- [Problem to work on]
Please edit the listing below so that each "thickest part" becomes "widest part", and leave every other line untouched.

☆ ☆ ☆ ☆ ☆

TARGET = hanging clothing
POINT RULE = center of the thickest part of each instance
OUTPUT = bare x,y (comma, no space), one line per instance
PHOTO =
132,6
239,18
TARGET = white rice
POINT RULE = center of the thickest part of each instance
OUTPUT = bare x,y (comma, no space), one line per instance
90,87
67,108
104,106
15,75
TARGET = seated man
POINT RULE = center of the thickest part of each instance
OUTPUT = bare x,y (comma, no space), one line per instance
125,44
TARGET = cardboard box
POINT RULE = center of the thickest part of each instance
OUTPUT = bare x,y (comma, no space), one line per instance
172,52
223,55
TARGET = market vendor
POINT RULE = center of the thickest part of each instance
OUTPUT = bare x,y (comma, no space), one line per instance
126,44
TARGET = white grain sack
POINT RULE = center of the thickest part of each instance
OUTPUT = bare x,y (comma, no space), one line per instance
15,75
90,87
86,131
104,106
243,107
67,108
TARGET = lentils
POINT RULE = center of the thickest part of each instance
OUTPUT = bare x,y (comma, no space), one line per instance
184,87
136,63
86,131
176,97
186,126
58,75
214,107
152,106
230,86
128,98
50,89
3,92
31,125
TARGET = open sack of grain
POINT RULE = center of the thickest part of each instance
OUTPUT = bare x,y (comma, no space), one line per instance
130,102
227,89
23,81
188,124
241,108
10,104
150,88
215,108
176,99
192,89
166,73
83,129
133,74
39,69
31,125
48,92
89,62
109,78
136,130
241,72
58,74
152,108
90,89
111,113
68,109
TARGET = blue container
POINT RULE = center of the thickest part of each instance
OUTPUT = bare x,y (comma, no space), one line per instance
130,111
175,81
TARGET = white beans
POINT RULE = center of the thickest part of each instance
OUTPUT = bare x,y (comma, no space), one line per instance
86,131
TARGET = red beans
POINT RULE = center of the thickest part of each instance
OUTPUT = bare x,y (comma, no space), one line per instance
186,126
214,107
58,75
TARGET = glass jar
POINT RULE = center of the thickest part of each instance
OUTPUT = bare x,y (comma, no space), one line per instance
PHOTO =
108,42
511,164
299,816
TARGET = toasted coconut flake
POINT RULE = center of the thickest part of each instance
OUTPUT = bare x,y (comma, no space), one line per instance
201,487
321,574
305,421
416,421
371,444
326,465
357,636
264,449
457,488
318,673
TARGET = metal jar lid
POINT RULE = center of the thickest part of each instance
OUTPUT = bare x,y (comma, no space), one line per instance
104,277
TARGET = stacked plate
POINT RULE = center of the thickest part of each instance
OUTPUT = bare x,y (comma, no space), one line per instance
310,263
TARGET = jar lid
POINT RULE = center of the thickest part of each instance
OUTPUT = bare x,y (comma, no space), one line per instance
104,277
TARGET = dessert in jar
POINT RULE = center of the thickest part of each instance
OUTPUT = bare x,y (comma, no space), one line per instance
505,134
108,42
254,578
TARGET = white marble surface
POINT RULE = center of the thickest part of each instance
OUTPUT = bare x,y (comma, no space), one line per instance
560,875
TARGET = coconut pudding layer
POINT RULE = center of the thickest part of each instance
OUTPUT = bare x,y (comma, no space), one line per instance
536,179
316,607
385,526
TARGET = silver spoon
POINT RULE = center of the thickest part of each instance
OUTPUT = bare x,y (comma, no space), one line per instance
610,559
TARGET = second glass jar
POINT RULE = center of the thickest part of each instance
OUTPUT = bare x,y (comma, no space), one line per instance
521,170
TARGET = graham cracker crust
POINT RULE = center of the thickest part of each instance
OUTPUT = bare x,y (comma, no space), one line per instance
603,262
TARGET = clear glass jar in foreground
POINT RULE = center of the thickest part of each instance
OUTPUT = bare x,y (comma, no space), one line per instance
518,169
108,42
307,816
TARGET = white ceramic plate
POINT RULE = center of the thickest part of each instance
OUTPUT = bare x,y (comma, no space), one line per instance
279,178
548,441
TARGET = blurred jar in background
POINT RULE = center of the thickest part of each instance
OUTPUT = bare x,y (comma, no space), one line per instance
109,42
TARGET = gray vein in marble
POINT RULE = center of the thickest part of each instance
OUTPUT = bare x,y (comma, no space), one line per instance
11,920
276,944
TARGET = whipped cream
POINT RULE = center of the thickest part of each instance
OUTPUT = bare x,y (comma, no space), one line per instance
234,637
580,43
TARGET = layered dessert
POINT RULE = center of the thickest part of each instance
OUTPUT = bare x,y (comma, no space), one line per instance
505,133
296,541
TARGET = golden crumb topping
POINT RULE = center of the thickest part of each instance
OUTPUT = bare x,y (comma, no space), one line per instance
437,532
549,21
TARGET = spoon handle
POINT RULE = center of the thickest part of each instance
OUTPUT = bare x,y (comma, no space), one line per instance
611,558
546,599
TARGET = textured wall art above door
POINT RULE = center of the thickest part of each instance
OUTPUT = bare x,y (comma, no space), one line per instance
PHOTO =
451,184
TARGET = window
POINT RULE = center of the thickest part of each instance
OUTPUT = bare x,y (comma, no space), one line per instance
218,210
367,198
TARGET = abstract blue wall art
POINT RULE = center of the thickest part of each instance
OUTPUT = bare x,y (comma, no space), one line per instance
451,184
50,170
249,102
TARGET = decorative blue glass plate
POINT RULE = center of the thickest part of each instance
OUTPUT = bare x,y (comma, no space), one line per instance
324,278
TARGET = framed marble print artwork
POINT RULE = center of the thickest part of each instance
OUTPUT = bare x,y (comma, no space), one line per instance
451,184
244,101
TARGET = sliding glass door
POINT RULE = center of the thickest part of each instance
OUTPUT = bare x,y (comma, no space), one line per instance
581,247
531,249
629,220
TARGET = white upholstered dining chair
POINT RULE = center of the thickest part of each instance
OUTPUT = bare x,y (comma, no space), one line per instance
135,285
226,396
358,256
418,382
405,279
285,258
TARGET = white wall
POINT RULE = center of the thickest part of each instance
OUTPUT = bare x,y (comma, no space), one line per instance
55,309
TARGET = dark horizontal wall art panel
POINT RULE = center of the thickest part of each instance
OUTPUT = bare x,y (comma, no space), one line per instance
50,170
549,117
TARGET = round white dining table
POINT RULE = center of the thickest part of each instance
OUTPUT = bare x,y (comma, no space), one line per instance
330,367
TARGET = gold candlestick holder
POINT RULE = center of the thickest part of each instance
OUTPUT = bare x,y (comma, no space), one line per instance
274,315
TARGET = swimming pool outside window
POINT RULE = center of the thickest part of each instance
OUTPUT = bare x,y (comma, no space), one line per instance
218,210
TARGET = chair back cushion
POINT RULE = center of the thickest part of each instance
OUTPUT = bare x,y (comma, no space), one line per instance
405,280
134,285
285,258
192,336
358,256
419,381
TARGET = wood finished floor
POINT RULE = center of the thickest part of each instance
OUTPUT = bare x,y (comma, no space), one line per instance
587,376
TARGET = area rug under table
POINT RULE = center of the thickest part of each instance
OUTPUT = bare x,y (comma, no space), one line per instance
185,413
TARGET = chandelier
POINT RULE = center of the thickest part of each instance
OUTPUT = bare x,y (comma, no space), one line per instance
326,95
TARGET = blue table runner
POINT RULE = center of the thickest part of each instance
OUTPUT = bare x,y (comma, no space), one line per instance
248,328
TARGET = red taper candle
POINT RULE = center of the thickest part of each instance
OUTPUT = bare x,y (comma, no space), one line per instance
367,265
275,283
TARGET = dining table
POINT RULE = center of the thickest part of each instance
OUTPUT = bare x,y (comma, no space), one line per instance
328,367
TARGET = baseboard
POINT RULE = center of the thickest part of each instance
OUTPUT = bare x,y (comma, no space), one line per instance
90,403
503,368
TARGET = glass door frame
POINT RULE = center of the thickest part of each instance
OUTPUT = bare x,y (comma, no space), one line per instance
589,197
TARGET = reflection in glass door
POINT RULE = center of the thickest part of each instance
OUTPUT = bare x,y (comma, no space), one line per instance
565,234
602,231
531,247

☆ ☆ ☆ ☆ ☆

- [Response for this exercise]
TARGET = hanging clothing
POINT RULE = center of the widest part of each instance
OUTPUT = bare x,y (comma, no space), one line per instance
PHOTO =
132,6
239,18
TARGET = white rice
POINT RULE = center of the widest part of each instance
OUTPUT = bare x,y (comma, no space), one line per instance
90,87
67,108
104,106
15,75
TARGET = seated man
POINT RULE = center of the widest part of each instance
OUTPUT = bare x,y (comma, no space), one line per instance
125,44
TARGET = cardboard box
POINT RULE = center of the widest part of each instance
OUTPUT = bare x,y (comma, no space), one line per instance
172,52
223,55
TARGET = market vendor
POINT RULE = center of the widest part of each instance
OUTPUT = bare x,y (comma, no space), one line per instance
126,44
TARGET = white grain sack
POINT RULE = center of the widest part of each instance
OUTPUT = bare x,y (comma, no space), one line per instance
15,75
90,87
86,131
104,106
243,107
67,108
TARGET = lentils
POINT RULE = center of the widest part of each instance
OUTPUT = bare x,y (comma, no space), one line per instance
184,87
136,63
86,131
176,97
186,126
58,75
214,107
152,106
230,86
128,98
50,89
3,92
31,125
TARGET = open sack of grain
POINT RULE = center of the widest part of each instance
OUTPUT = bare x,y (comma, no space), one line per instance
130,102
227,89
23,81
188,124
241,108
10,104
150,88
215,108
176,99
192,89
166,73
83,129
133,74
39,69
31,125
48,92
89,62
109,78
136,130
241,72
58,74
152,108
90,89
111,113
68,109
TARGET = blue container
POINT RULE = center of the widest part of each instance
OUTPUT = bare x,y (comma, no space), one line per instance
130,111
175,81
TARGET = white beans
POINT RULE = center of the widest part of each instance
OUTPUT = bare x,y (comma, no space), one line per instance
86,131
TARGET = red beans
POINT RULE = center of the widest part of each instance
OUTPUT = bare x,y (comma, no space), one line per instance
186,126
214,107
58,75
TARGET = glass jar
POINT RULE = center of the widest part of each instance
OUTPUT = bare x,y (comma, no space), one line per instance
PHOTO =
108,42
511,164
299,816
TARGET = toasted coconut flake
POINT RULE = center of the widest part of each instance
OUTPUT = bare x,y (comma, no space), one line per instance
201,487
321,574
305,421
416,421
371,444
326,465
357,636
264,449
457,488
318,673
TARGET = metal jar lid
POINT RULE = center of the widest part of each instance
OUTPUT = bare x,y (comma, no space), one line per instance
104,277
TARGET = stacked plate
POINT RULE = center of the widest part of each instance
OUTPUT = bare x,y (comma, no space), one line per instance
310,263
TARGET = jar lid
POINT RULE = center of the widest part of each instance
OUTPUT = bare x,y (comma, no space), one line per instance
104,277
TARGET = dessert in jar
POINT RULE = center of the widest part of each instance
OUTPUT = bare x,y (comma, no space), one line per instance
505,134
108,42
254,578
TARGET = white marble surface
POINT RULE = center of the widest part of each instance
OUTPUT = bare x,y (comma, no space), one line per instance
560,875
TARGET = coconut pudding layer
POINT RULE = center of the widest part of each instance
OUTPUT = bare x,y (comma, no space), one line per instance
536,179
316,607
385,526
TARGET = silver spoon
POINT RULE = center of the widest part of each instance
OUTPUT = bare x,y (comma, no space), one line per instance
610,559
TARGET = second glass jar
POINT RULE = center of the widest part of each instance
OUTPUT = bare x,y (comma, no space), one line per instance
521,170
TARGET = graham cracker crust
POINT RULE = center of the widest part of each instance
OUTPUT = bare x,y (comma, no space), one line per instance
603,262
TARGET = clear glass jar in foreground
POINT RULE = center of the widest part of each instance
OUTPUT = bare x,y (comma, no space), one line per instance
518,169
108,42
307,816
TARGET = white ceramic plate
POINT RULE = center of the widest part of each instance
OUTPUT = bare x,y (comma, no space), one line per instance
279,178
548,441
TARGET = blurred jar in background
POINT RULE = center of the widest part of each instance
OUTPUT = bare x,y (comma, no space), one line per instance
109,42
TARGET = gray vein in marble
POINT RULE = center of the widest part of each instance
OUTPUT = bare x,y (comma, no space), one line per instance
11,920
276,944
TARGET = whipped cream
POINT RULE = center of the widest part of each instance
OUTPUT = bare x,y (comma, no space), one line per instance
234,637
580,43
TARGET = layered dessert
POINT RULE = center of the widest part of each instance
OUTPUT = bare x,y (comma, no space), one line per instance
505,133
296,541
TARGET = golden crumb topping
POINT RULE = center of the widest part of each instance
OUTPUT = bare x,y (comma, no space), one line per instance
437,532
549,21
TARGET = spoon handle
POINT RULE = center of the widest part of each instance
OUTPUT = bare x,y (comma, no space), one line per instance
611,558
546,599
TARGET = textured wall art above door
POINT RULE = center of the widest part of each instance
OUTPUT = bare x,y (comma, no space), one line per instance
PHOTO =
451,184
TARGET = window
POINT RULE = center of the widest part of each instance
OUTPUT = bare x,y (comma, no space), one line per instance
218,210
367,198
TARGET = abstract blue wall art
POINT RULE = center of the widest part of each instance
OUTPUT = bare x,y (comma, no space), one line per instance
451,184
50,170
249,102
TARGET = decorative blue glass plate
POINT RULE = center of the widest part of each instance
OUTPUT = bare x,y (comma, no space), one line per instance
324,278
TARGET = framed marble print artwork
POINT RULE = center of the widest part of each instance
OUTPUT = bare x,y (comma, no space), one line per instance
451,184
244,101
TARGET = sliding glass door
POINT RULE = center of the widest part of each instance
OUTPUT = bare x,y (comma, no space), one line per instance
581,247
531,249
629,220
TARGET = white upholstered dining chair
POINT RULE = center of the widest part of each instance
OUTPUT = bare x,y (comma, no space), one line per instance
135,285
226,396
358,256
418,382
405,279
285,258
TARGET = white wall
POINT RULE = center of the widest part of each instance
OUTPUT = bare x,y (comma, no space), one line per instance
55,309
TARGET = dark horizontal wall art panel
POINT RULE = center of the widest part of each instance
OUTPUT = bare x,y (comma, no space), one line per instance
50,170
549,117
TARGET = round white dining table
POINT RULE = center of the widest part of each instance
OUTPUT = bare x,y (comma, no space), one line per instance
330,367
TARGET = gold candlestick holder
POINT RULE = center of the widest part of each instance
OUTPUT = bare x,y (comma, no space), one line per instance
274,315
TARGET = swimming pool outside window
POINT RULE = center of the widest part of each instance
OUTPUT = bare x,y (comma, no space), one line per instance
218,210
TARGET = chair back cushion
POINT RULE = center of the widest part of each instance
OUTPUT = bare x,y (comma, no space), one line per instance
405,280
134,285
285,258
192,336
358,256
419,381
TARGET = wood finished floor
POINT RULE = center of the widest part of each instance
OUTPUT = bare x,y (comma, no space), one line per instance
587,376
TARGET = area rug under table
POINT RULE = center of the widest part of each instance
OUTPUT = bare x,y (comma, no space), one line per instance
185,413
TARGET = chandelier
POINT RULE = center of the widest part of each instance
OUTPUT = bare x,y (comma, no space), one line per instance
326,95
TARGET = blue table runner
POINT RULE = center of the widest part of each instance
OUTPUT = bare x,y (comma, no space), one line per instance
248,328
TARGET = red taper candle
POINT RULE = center of the widest part of each instance
OUTPUT = bare x,y (comma, no space), one line per instance
367,265
275,283
TARGET = dining table
POINT RULE = center of the widest part of each instance
OUTPUT = bare x,y (comma, no space), one line per instance
328,367
TARGET = baseboard
POINT RULE = center of the widest part of each instance
OUTPUT = bare x,y (comma, no space), one line per instance
90,403
503,368
TARGET = glass door frame
POINT RULE = center of the widest part of each instance
OUTPUT = bare x,y (comma, no space), one line per instance
589,197
TARGET = reflection in glass door
POINT RULE = center of the widest part of each instance
OUTPUT = bare x,y (comma, no space), one line per instance
565,234
602,231
531,247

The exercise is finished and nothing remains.